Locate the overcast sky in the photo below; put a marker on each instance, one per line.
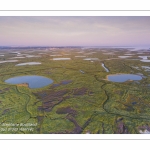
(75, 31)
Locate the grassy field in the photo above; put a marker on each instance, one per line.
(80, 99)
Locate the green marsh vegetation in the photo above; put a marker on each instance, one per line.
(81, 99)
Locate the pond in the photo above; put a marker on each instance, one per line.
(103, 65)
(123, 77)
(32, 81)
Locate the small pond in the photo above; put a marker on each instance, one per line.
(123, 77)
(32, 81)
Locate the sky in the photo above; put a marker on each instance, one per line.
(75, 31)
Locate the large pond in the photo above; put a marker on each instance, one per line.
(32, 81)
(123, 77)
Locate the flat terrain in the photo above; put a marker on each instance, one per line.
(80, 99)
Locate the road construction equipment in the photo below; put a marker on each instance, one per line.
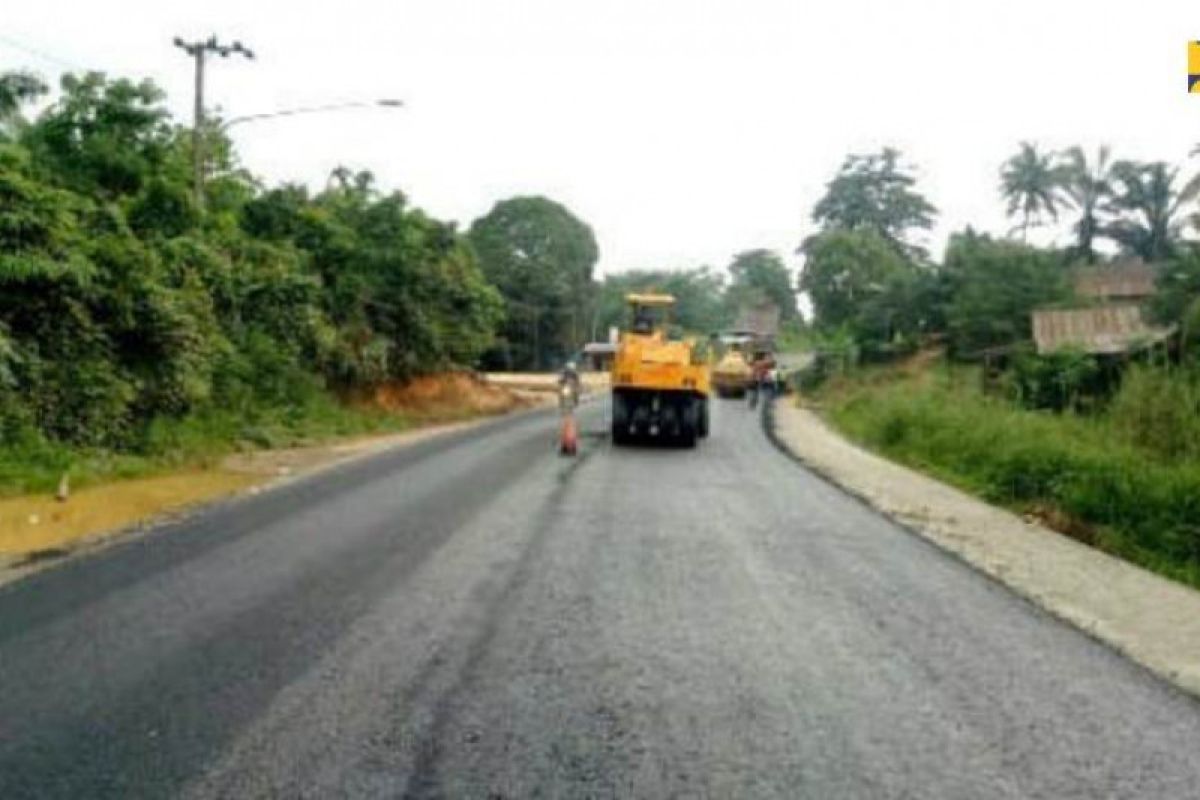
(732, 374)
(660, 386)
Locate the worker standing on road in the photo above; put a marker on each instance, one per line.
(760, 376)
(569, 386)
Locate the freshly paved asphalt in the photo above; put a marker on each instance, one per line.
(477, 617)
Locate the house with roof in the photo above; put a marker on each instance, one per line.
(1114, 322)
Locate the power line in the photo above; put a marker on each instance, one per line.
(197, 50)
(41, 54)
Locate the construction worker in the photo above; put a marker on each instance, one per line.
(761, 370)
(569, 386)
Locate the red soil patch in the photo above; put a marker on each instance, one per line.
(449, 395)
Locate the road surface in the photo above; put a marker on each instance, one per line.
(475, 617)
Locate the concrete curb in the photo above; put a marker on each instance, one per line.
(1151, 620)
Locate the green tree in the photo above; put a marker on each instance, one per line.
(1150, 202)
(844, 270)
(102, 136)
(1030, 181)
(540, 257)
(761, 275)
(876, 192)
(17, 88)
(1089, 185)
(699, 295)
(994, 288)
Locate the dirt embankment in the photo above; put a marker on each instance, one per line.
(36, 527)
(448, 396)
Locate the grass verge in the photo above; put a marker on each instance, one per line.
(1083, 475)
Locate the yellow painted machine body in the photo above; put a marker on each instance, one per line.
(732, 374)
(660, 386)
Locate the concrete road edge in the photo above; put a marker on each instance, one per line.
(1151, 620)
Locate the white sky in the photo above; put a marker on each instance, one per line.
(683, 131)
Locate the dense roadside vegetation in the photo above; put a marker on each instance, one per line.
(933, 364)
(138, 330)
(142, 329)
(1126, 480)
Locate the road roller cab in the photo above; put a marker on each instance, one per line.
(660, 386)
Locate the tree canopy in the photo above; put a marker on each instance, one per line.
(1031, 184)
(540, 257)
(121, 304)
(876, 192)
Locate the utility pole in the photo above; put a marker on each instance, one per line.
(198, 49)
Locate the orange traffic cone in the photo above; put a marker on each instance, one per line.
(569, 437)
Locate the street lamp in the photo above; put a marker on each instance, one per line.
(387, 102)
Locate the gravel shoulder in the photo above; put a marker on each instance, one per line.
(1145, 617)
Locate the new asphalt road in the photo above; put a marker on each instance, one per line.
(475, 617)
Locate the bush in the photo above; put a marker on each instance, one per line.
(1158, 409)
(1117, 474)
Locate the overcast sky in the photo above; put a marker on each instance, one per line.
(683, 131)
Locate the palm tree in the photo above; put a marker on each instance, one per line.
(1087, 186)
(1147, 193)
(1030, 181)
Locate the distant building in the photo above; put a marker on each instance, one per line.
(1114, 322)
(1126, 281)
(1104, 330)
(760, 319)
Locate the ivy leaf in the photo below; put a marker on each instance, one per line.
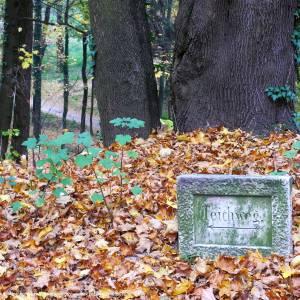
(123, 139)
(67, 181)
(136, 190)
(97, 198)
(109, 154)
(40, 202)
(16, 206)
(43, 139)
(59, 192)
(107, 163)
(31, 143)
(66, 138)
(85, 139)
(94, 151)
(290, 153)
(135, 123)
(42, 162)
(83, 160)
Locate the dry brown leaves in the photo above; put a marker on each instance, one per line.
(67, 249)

════════════════

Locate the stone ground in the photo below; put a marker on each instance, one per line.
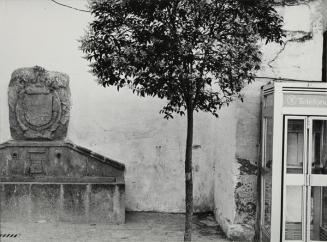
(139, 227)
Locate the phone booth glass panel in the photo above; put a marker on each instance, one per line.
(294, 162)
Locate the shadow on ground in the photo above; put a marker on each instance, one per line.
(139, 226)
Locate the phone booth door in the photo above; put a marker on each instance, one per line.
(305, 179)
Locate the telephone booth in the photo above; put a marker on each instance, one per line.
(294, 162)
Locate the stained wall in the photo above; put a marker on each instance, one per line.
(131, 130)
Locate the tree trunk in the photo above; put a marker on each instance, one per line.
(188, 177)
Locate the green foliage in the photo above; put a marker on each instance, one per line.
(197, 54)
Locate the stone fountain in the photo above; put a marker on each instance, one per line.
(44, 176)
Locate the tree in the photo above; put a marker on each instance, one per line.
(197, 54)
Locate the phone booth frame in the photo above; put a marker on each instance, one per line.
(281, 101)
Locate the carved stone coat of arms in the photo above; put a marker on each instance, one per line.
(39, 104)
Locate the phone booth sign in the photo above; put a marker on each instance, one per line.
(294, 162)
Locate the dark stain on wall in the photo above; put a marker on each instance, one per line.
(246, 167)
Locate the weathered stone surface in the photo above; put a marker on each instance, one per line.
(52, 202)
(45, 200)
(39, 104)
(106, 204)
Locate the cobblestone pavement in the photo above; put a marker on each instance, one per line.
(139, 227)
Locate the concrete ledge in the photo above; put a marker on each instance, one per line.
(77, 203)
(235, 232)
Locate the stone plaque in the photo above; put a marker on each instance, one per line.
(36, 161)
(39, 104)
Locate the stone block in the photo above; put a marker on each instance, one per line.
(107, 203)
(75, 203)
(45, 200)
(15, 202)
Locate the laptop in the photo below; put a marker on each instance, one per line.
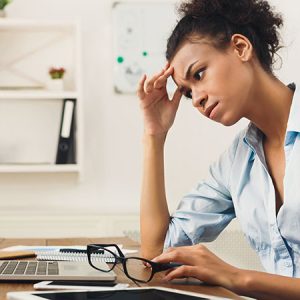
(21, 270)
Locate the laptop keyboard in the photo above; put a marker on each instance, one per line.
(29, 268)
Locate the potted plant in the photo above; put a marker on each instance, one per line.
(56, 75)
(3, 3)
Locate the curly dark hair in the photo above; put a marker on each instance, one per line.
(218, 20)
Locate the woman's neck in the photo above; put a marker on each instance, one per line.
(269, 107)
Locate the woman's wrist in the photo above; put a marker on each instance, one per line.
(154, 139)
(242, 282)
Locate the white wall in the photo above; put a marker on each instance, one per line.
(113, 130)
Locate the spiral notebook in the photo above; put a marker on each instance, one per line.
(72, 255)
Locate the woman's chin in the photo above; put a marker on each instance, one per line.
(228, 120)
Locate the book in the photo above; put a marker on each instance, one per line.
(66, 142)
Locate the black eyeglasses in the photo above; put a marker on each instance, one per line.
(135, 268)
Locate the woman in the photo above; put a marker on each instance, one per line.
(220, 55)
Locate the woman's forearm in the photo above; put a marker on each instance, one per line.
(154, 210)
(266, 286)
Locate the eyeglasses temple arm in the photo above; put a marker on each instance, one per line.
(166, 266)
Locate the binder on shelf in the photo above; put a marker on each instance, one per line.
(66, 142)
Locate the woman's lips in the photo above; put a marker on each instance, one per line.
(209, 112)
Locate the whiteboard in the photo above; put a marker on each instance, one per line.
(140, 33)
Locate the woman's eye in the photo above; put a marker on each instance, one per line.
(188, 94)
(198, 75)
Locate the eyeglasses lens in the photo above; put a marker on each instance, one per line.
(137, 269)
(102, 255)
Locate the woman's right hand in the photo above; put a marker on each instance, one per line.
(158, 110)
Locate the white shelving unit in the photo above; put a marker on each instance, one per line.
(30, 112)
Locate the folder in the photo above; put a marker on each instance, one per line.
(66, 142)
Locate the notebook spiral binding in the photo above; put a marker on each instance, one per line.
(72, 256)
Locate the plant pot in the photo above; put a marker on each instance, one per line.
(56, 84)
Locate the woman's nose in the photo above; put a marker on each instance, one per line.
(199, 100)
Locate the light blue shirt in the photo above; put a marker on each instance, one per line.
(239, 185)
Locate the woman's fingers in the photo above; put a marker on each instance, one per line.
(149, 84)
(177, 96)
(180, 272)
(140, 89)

════════════════

### SET TASK
Identify every line in the records that contains the word "laptop", and copy each of those lines.

### SOLVED PROBLEM
Locate the laptop in the photo below; put a marker on each instance, one per line.
Locate the laptop keyboard in the photo above; put a marker on each instance, one per line.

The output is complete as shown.